_TEXTO SELECIONADO_.
= = = = =

Orfeu Bertolami, professor e investigador do Departamento de Física do Instituto Superior Técnico é um dos astrofísicos mais citados. É também um bom divulgador de ciência, como mostra o seu “O LIVRO DAS ESCOLHAS CÓSMICAS”, saído na Gradiva em 2006. Transcrevo aqui o meu prefácio desse livro:
Albert Einstein, cujo “ano milagroso” celebrámos em 2005 no “Ano Internacional da Física”, disse um dia que “o que verdadeiramente me interessa é saber se Deus teve alguma escolha a respeito da criação do mundo”.
Sabido como é que Einstein recusava a ideia de um Deus pessoal, o Deus da tradição judaico-cristã, e usava a palavra Deus no sentido espinosiano de “harmonia do mundo”, aquela frase significa que o sábio estava interessado em saber se as leis da Física, que tão bem descrevem o mundo, decorrem inequivocamente de princípios básicos simples.
O físico Orfeu Bertolami discorre neste seu livro sobre as “escolhas cósmicas”, isto é, as “escolhas de mundos”. Sabemos hoje – e este livro explica muito bem por que o sabemos – que o nosso mundo teve um início. Na escolha entre a “Eternidade e o Génesis”, ganhou o “Génesis”, que na linguagem dos físicos se denomina “Big Bang”.

= = = = =

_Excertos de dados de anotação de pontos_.
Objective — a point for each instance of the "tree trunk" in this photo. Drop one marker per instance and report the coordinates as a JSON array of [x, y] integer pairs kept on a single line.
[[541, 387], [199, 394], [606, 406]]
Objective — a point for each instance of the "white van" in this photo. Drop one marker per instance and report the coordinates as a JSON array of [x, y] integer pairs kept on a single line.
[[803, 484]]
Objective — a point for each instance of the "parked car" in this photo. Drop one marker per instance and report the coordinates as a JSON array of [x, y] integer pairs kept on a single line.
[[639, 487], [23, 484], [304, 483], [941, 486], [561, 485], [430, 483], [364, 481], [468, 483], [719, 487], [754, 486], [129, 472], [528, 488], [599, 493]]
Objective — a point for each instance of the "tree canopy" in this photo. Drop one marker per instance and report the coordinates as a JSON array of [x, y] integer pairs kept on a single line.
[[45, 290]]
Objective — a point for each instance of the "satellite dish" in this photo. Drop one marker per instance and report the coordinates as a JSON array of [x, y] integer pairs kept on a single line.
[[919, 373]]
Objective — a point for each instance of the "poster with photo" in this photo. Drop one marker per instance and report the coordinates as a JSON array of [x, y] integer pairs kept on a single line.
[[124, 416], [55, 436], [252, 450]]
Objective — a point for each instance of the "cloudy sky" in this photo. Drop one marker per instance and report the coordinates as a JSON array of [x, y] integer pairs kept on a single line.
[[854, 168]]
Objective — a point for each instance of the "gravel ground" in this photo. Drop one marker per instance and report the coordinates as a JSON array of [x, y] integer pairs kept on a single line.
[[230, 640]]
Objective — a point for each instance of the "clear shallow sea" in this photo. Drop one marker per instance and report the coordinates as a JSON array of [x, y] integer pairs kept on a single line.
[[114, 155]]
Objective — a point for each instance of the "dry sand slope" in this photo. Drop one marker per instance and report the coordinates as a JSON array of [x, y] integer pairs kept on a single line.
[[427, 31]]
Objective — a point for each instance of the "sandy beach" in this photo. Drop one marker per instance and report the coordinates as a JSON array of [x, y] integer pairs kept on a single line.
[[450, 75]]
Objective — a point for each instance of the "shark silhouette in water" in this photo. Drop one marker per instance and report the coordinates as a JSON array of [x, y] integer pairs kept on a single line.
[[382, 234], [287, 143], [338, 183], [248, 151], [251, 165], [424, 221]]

= = = = =

_TAREFAS E EXERCÍCIOS_.
**1.** No texto sobre o livro de Orfeu Bertolami, que nome dão os físicos ao «Génesis»?
**2.** Retome o texto sobre o livro de Orfeu Bertolami a partir do ponto em que termina.

_RESPOSTAS POR ORDEM_.
**1.** Na linguagem dos físicos, o «Génesis» denomina-se «Big Bang».

**2.**
Seguindo Einstein podemos perguntar a nós próprios se poderia ter sido de outra maneira. De facto, essa não foi a primeira escolha de Einstein. Movido pela sua intuição – e a intuição também pode atraiçoar os génios – Einstein preferiu, num primeiro momento, um modelo estático para a evolução do cosmos. Quis contrariar a expansão indicada pelas suas equações cosmológicas, baseadas na teoria da relatividade geral, por um termo algo misterioso, e posto à mão, a que foi dado o nome de “constante cosmológica”. Era a maneira einsteiniana da “Eternidade” ganhar ao “Génesis”. Mas em breve a observação do afastamento das galáxias, umas em relação às outras, impôs sem margem para grandes dúvidas o “Génesis”. “Foi o maior erro da minha vida”, comentou o sábio rendido à evidência observacional. Contudo, um grande sábio sê-lo-á ainda mais se confiar na sua intuição... Recentemente, colocados perante provas de novo resultantes da observação astronómica, que nos mostram um universo não apenas em expansão mas em expansão acelerada, foi preciso reintroduzir a constante cosmológica que Einstein apressadamente rejeitara.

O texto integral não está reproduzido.